» Extract

• • • •

Let's change the subject a little bit, and talk about routers. It looks like I can find an Asus RT-N66R (or RT-N66U, same thing) on eBay for about 30 bucks. It's the same router I had before. I remember paying about $130 for it at Best Buy years ago back when it was new. Is it still worth getting, or is it too old? I'm just fine with wireless N and the gigabit Ethernet ports. Surely it's got to be better than the Linksys E2500?


----------



## TheLostSwede (May 11, 2021)

Ok, you need to change so the router that would operate as a wireless bridge is set up to receive it's IP address via DHCP or you get an IP address conflict, as both default to the same IP address.
Clearly Linksys did a crap implementation of wireless bridge, as this should normally switch the router into receiving the IP address via DHCP automagically.



hat said:


> Let's change the subject a little bit, and talk about routers. It looks like I can find an Asus RT-N66R (or RT-N66U, same thing) on eBay for about 30 bucks. It's the same router I had before. I remember paying about $130 for it at Best Buy years ago back when it was new. Is it still worth getting, or is it too old? I'm just fine with wireless N and the gigabit Ethernet ports. Surely it's got to be better than the Linksys E2500?


Old, unsupported POS. Even Merlin has dropped support for it. I guess you could install DD-WRT or OpenWRT on it and then it would be better than the E2500.
If you want Asus, get something that Merlin supports. Old routers with old firmware are inherently a major security risk.





						Home | Asuswrt-Merlin
					






					www.asuswrt-merlin.net


----------



## Jetster (May 11, 2021)

Bridge mode which turns off DHCP on one router

I know its not what you want to hear but my speed was bad until I moved to 802.11AC


----------



## hat (May 11, 2021)

All these ASUS router models are quite confusing, heh...


----------



## bonehead123 (May 11, 2021)

hat said:


> All these ASUS router models are quite confusing, heh...


That's not a problem, it's a "feature" hehehe 

Anyways, Linksys's consumer stuff is crap, always has been & always will be IMHO...  I've tried alot of it over the years, and it all failed miserably at even the most basic tasks, and most of it only lasted 3-6 months before dying altogether......

OTOH, you can only have my Nighthawks when you can pry them from my cold, dead hands  

No muss, no fuss, just easy set-up and long lasting, fast & reliable internet service....

• • • •

Pick up the forum thread on home routers right after its final line and keep it going.

• • • •

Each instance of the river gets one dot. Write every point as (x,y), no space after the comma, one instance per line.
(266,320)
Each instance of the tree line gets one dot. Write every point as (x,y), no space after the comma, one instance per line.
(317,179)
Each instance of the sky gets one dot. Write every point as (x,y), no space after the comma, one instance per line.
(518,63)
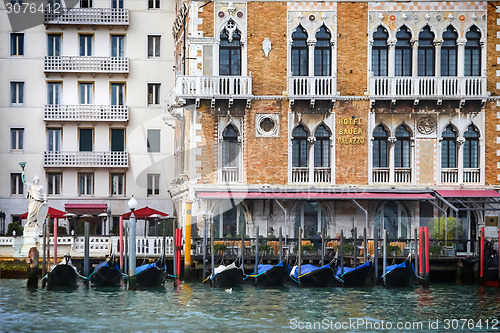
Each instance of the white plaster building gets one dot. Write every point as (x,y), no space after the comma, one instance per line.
(82,104)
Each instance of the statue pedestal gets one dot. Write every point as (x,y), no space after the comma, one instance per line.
(30,239)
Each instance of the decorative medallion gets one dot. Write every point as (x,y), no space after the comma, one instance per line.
(266,46)
(267,125)
(426,125)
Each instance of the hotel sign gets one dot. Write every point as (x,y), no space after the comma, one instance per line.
(350,131)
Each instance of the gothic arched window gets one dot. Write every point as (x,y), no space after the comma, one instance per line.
(471,147)
(403,52)
(380,151)
(299,147)
(322,53)
(322,147)
(449,52)
(380,52)
(472,56)
(230,51)
(426,52)
(230,147)
(402,148)
(449,148)
(300,55)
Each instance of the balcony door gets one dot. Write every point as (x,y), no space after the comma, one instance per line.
(54,45)
(117,139)
(86,139)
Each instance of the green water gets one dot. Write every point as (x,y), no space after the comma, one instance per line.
(197,307)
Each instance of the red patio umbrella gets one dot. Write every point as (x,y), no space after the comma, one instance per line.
(54,213)
(143,213)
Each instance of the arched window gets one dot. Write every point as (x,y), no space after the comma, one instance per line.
(299,52)
(380,52)
(311,218)
(380,151)
(230,51)
(403,52)
(230,147)
(393,217)
(322,53)
(402,148)
(299,147)
(449,52)
(426,52)
(449,148)
(322,147)
(471,147)
(472,60)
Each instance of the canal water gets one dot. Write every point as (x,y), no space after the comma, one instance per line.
(196,307)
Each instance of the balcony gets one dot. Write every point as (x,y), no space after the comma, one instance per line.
(449,175)
(428,88)
(89,16)
(214,87)
(91,159)
(230,175)
(83,64)
(380,175)
(314,87)
(85,112)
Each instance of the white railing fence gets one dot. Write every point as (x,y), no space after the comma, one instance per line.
(86,64)
(86,112)
(213,86)
(85,159)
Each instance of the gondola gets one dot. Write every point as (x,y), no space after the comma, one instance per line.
(355,277)
(271,275)
(63,274)
(400,275)
(314,276)
(227,276)
(151,275)
(106,274)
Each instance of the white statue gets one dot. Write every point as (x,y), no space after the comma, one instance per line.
(36,199)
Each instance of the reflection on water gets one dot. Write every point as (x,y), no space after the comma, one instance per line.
(194,307)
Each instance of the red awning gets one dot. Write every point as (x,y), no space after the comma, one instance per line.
(468,193)
(143,213)
(316,195)
(53,213)
(87,208)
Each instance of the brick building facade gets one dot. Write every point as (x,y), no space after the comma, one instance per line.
(335,115)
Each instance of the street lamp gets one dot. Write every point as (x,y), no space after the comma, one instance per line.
(132,204)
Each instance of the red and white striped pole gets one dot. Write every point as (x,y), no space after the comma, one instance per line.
(55,241)
(121,243)
(481,256)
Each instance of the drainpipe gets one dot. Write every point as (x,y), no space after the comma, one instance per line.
(286,221)
(366,227)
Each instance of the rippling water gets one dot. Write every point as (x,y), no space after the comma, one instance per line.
(195,307)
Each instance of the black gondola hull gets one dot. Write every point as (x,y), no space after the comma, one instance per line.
(273,277)
(229,278)
(360,277)
(106,277)
(151,277)
(322,277)
(400,277)
(62,276)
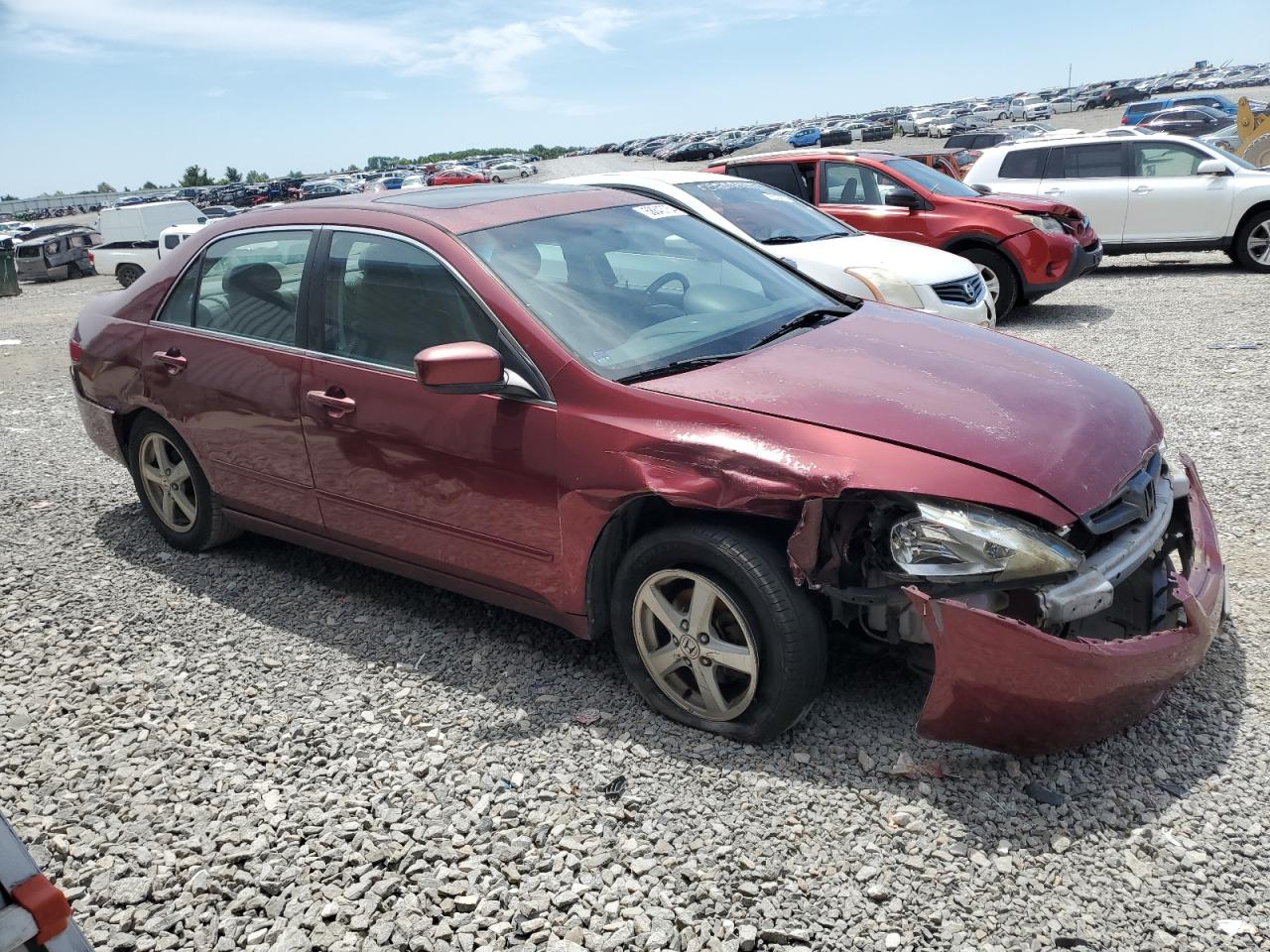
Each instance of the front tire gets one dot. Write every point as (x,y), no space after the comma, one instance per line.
(712,631)
(1252,244)
(998,275)
(173,488)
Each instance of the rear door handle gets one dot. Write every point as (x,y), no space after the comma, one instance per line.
(173,359)
(333,400)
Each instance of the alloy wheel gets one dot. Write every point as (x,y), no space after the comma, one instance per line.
(991,281)
(1259,243)
(168,484)
(697,645)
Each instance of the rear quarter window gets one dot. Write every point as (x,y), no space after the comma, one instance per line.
(1024,164)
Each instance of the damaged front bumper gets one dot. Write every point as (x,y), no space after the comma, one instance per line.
(1003,684)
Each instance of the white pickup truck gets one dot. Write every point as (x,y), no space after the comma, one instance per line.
(130,236)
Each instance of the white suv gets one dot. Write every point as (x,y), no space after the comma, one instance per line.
(1030,108)
(1143,193)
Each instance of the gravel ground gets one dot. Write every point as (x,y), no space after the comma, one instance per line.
(267,748)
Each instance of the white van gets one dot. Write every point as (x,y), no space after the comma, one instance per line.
(171,239)
(131,236)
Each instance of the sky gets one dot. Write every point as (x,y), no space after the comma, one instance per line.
(128,90)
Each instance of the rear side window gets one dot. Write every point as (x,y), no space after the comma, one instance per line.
(783,176)
(249,285)
(180,307)
(1097,162)
(1024,164)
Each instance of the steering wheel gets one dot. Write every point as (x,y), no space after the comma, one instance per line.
(667,280)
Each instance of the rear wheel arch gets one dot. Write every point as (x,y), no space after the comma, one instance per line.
(1238,236)
(639,517)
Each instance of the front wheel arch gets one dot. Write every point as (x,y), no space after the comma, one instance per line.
(636,518)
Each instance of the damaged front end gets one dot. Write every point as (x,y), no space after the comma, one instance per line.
(1035,642)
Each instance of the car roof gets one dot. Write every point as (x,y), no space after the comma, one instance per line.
(638,177)
(462,208)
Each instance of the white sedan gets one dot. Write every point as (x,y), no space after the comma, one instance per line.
(825,249)
(506,172)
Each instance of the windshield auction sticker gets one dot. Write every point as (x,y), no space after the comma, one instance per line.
(658,211)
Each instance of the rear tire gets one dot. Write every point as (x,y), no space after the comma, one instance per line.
(1252,243)
(173,488)
(753,617)
(998,275)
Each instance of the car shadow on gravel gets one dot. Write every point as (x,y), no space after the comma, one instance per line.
(858,742)
(1044,315)
(1164,263)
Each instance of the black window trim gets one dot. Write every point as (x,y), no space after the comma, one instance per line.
(316,304)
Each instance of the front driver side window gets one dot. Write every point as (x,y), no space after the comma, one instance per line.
(386,299)
(847,182)
(1165,160)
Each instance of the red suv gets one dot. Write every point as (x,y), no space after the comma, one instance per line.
(597,409)
(1024,246)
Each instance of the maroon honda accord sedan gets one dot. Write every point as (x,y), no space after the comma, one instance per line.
(604,413)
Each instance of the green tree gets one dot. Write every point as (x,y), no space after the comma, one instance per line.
(194,177)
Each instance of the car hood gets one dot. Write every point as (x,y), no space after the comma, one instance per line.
(917,264)
(1057,424)
(1026,204)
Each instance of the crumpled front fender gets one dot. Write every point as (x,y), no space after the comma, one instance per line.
(1003,684)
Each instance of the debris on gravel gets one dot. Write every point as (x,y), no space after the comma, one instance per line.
(268,748)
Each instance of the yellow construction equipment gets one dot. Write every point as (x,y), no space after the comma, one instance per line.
(1254,134)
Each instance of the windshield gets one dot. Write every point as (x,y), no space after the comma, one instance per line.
(934,181)
(765,213)
(635,289)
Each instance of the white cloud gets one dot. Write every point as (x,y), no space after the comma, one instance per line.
(405,44)
(593,27)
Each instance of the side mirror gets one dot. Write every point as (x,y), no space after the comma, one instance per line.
(905,198)
(462,367)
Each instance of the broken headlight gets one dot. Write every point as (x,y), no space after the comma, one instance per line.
(957,539)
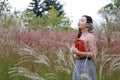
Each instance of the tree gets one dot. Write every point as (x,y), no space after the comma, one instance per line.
(49,20)
(40,7)
(111,9)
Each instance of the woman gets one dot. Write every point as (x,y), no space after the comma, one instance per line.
(85,53)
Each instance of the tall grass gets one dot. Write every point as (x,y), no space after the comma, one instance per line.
(44,55)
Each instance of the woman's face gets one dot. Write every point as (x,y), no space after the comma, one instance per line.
(82,24)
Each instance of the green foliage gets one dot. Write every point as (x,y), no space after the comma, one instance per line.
(50,20)
(40,7)
(111,9)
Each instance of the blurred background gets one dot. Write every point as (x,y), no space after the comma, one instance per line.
(36,36)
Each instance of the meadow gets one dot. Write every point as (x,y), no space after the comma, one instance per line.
(44,54)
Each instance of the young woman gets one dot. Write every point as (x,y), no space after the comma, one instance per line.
(85,51)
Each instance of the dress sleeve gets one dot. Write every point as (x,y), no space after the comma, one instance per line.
(92,46)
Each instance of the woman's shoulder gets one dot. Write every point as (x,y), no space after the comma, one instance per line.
(90,36)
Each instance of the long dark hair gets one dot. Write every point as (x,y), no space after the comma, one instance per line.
(90,25)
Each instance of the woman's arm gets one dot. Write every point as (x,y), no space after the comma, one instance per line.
(91,49)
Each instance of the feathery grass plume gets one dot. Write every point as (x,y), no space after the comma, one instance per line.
(115,63)
(21,71)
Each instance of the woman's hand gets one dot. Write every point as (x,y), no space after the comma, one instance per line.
(74,50)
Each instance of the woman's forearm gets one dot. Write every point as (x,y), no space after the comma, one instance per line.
(85,54)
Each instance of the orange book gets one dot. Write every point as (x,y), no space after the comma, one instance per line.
(80,45)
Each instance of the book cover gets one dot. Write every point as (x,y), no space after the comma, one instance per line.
(80,45)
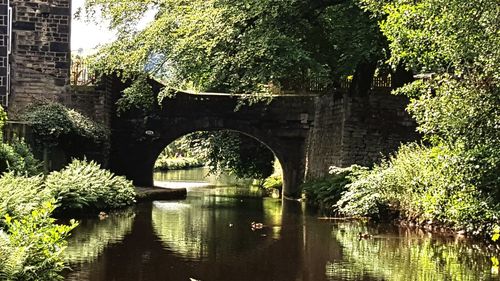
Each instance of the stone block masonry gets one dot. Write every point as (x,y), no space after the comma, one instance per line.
(356,130)
(4,41)
(40,52)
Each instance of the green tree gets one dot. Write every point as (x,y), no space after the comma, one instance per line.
(240,46)
(458,104)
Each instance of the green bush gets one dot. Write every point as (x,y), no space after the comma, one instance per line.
(18,158)
(53,122)
(84,186)
(166,163)
(20,195)
(425,185)
(325,192)
(31,248)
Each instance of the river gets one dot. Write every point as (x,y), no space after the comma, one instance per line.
(209,237)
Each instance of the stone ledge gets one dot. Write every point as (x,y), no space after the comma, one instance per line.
(159,193)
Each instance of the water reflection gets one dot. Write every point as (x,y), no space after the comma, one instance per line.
(94,235)
(208,236)
(403,254)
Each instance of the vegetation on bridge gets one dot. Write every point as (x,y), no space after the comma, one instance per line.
(244,46)
(453,178)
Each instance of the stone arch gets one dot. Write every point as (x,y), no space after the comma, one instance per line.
(136,159)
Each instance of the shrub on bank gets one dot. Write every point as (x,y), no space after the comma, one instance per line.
(325,192)
(20,195)
(31,246)
(84,186)
(423,184)
(166,163)
(54,123)
(18,158)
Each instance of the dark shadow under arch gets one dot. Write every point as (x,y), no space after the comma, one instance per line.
(138,140)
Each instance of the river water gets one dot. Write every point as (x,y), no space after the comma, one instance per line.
(209,237)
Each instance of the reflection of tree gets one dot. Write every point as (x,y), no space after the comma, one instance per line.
(93,236)
(204,229)
(415,256)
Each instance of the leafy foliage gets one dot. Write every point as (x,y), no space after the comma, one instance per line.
(243,156)
(20,195)
(164,163)
(84,186)
(18,158)
(424,185)
(325,192)
(243,46)
(138,96)
(53,123)
(32,247)
(3,119)
(455,179)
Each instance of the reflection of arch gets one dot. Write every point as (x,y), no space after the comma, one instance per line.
(260,147)
(280,126)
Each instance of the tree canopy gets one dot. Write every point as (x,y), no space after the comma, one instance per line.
(457,104)
(239,46)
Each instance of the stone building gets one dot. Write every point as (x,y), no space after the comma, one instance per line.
(34,52)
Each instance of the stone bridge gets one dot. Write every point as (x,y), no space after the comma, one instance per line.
(283,125)
(307,133)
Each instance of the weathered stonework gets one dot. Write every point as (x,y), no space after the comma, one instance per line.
(4,39)
(40,52)
(357,130)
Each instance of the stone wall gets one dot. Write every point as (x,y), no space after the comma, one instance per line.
(92,101)
(40,52)
(4,39)
(357,130)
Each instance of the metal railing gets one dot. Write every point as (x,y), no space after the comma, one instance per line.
(80,72)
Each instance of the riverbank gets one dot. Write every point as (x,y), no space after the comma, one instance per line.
(178,163)
(144,194)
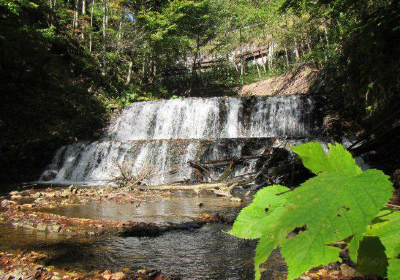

• • • •

» Output for this task
----------



## newtekie1 (May 11, 2021)

hat said:


> Let's change the subject a little bit, and talk about routers. It looks like I can find an Asus RT-N66R (or RT-N66U, same thing) on eBay for about 30 bucks. It's the same router I had before. I remember paying about $130 for it at Best Buy years ago back when it was new. Is it still worth getting, or is it too old? I'm just fine with wireless N and the gigabit Ethernet ports. Surely it's got to be better than the Linksys E2500?


If you slap FreshTomato on it, the RT-N66U is a pretty decent router for basic stuff.  But I don't think I'd buy one these days.  The hardware is just too outdated for me.


bonehead123 said:


> Anyways, Linksys's consumer stuff is crap, always has been & always will be IMHO... I've tried alot of it over the years, and it all failed miserably at even the most basic tasks, and most of it only lasted 3-6 months before dying altogether......


Everything after the WRT-54L has been a downward spiral.

But I've moved to pfsense and won't go back to anything consumer.


----------



## hat (May 12, 2021)

Returned the E2500 with no issues. My parents are still using an old E1000 I left here years ago...

The newer ASUS routers are quite expensive. Looks like the cheapest one I found that asuswrt merlin currently supports is almost $120 on Amazon. Looks like the older, cheaper, and widely available RT-N66U/R might be a good choice. I was just using one until recently...


----------



## ixi (May 12, 2021)

hat said:


> Returned the E2500 with no issues. My parents are still using an old E1000 I left here years ago...
> 
> The newer ASUS routers are quite expensive. Looks like the cheapest one I found that asuswrt merlin currently supports is almost $120 on Amazon. Looks like the older, cheaper, and widely available RT-N66U/R might be a good choice. I was just using one until recently...



https://mikrotik.com/product/hap_ac3 

With this you can create  full dummy bridge to current wifi or create bridge to current wifi and new ssid.

RT-N66U/R this router is 10 years old, damn, time flies. 

If you use vpn, then as well you can create vpn client on Mikrotik and nat out how many local lans you want via it. Dont need to install software on pc or any other device.


----------



## hat (May 12, 2021)

Not really worried about the wifi bridge anymore. I'm disappointed it didn't work, but there was an Ethernet cable handy and I'm more of an Ethernet kinda guy...


----------



## hat (May 16, 2021)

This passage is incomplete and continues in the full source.